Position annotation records
....................
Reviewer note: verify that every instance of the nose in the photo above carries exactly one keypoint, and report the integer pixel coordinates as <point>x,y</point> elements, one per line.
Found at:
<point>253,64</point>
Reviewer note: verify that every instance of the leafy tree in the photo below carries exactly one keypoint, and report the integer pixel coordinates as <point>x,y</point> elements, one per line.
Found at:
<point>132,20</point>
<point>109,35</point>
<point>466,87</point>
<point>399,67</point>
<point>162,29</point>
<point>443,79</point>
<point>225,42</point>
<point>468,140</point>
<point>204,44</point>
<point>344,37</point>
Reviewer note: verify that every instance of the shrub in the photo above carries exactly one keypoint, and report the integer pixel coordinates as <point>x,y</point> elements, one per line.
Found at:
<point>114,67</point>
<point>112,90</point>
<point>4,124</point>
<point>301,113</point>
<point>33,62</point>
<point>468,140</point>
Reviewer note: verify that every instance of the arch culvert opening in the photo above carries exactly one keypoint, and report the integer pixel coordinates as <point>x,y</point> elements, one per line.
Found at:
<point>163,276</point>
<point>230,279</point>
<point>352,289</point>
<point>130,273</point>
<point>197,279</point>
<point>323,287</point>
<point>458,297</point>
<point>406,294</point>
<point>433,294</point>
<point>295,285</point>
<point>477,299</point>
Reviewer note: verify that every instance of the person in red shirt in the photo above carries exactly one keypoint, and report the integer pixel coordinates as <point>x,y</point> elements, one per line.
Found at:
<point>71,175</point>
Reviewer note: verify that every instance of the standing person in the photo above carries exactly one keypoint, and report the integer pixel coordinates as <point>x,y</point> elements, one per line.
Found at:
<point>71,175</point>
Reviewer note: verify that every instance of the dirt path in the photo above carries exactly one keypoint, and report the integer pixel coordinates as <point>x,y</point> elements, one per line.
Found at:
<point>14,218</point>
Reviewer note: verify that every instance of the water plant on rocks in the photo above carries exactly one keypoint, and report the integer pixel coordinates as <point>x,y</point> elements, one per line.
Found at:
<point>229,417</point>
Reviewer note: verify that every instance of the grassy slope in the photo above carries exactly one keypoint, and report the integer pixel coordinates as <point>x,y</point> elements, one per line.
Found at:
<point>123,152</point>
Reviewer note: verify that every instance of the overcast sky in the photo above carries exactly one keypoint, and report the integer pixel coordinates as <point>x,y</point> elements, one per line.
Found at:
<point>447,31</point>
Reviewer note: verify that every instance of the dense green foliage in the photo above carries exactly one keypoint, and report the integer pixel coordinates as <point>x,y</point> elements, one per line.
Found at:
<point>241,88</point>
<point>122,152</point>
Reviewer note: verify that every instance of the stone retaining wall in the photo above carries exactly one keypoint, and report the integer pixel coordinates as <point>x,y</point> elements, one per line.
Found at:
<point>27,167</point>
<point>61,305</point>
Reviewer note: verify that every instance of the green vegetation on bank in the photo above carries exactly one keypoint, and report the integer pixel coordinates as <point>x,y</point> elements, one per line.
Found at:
....................
### WHAT THE TASK ASKS:
Turn every line of the records above into a numbered list, skipping any blank lines.

### EXPECTED OUTPUT:
1. Reviewer note: verify that every instance of the nose in the photo above carries exactly one keypoint, and report the integer pixel coordinates as <point>x,y</point> elements, one per line.
2. Found at:
3. <point>253,64</point>
4. Reviewer note: verify that every instance of the leafy tree in the photo below carries exactly one keypoint, and report the integer pixel coordinates as <point>x,y</point> elements, one per line.
5. Found at:
6. <point>132,20</point>
7. <point>109,35</point>
8. <point>466,87</point>
9. <point>399,67</point>
10. <point>162,29</point>
11. <point>443,79</point>
12. <point>225,42</point>
13. <point>468,140</point>
14. <point>204,44</point>
15. <point>344,37</point>
16. Reviewer note: verify that every instance of the shrub in the photo above carries exactly one keypoint, and report the integer pixel coordinates as <point>x,y</point> elements, one per line.
17. Found at:
18. <point>114,67</point>
19. <point>112,90</point>
20. <point>4,124</point>
21. <point>301,113</point>
22. <point>33,62</point>
23. <point>468,140</point>
24. Reviewer note: verify that every instance of the arch culvert opening in the photo above carries exactly one keypoint, and report the integer pixel coordinates as <point>x,y</point> elements, one per line.
25. Found at:
26. <point>163,276</point>
27. <point>230,279</point>
28. <point>352,289</point>
29. <point>130,273</point>
30. <point>197,279</point>
31. <point>323,287</point>
32. <point>458,297</point>
33. <point>406,294</point>
34. <point>433,294</point>
35. <point>295,285</point>
36. <point>477,299</point>
37. Reviewer note: verify that every instance of the person in red shirt in the photo above carries exactly one keypoint, and report the integer pixel coordinates as <point>x,y</point> elements, one per line.
38. Found at:
39. <point>71,175</point>
40. Reviewer note: verify that every instance of the standing person in the photo above carries exactly one keypoint, and report the integer pixel coordinates as <point>x,y</point> elements, one per line.
41. Found at:
42. <point>71,175</point>
43. Reviewer note: verify that every instance of the dirt path in the photo above carries exactly one keypoint, and report the integer pixel coordinates as <point>x,y</point> elements, one per line.
44. Found at:
45. <point>14,218</point>
46. Reviewer note: verify that every instance of the water plant on rocks in the photo above carries exactly one keypoint, and report the integer pixel coordinates as <point>x,y</point> elements, one per line.
47. Found at:
48. <point>229,417</point>
49. Reviewer note: verify that every instance of the grassy slope in the photo above carries exactly one keypoint, and report the integer pixel coordinates as <point>x,y</point> elements, one per line.
50. Found at:
51. <point>123,152</point>
52. Reviewer note: verify that every instance of the overcast sky in the photo above carries exactly one keypoint, and report the integer pixel coordinates as <point>x,y</point> elements, one per line.
53. Found at:
54. <point>447,31</point>
55. Reviewer note: verify that every instance of the dense green foliage in the photo above carries exactly one keypoint, and report the integer pixel coordinates as <point>x,y</point> elements, one per line.
56. Found at:
57. <point>241,88</point>
58. <point>122,152</point>
59. Reviewer note: verify that every instance of the stone retaining wall in the photo above carries exactly one keypoint, and report the integer pixel coordinates as <point>x,y</point> elements, one per line.
60. Found at:
61. <point>27,167</point>
62. <point>61,305</point>
63. Reviewer note: verify that every instance of the green vegetation on bank in the photo above carries exactly one keypoint, and report the integer pixel coordinates as <point>x,y</point> elements, one per line.
64. Found at:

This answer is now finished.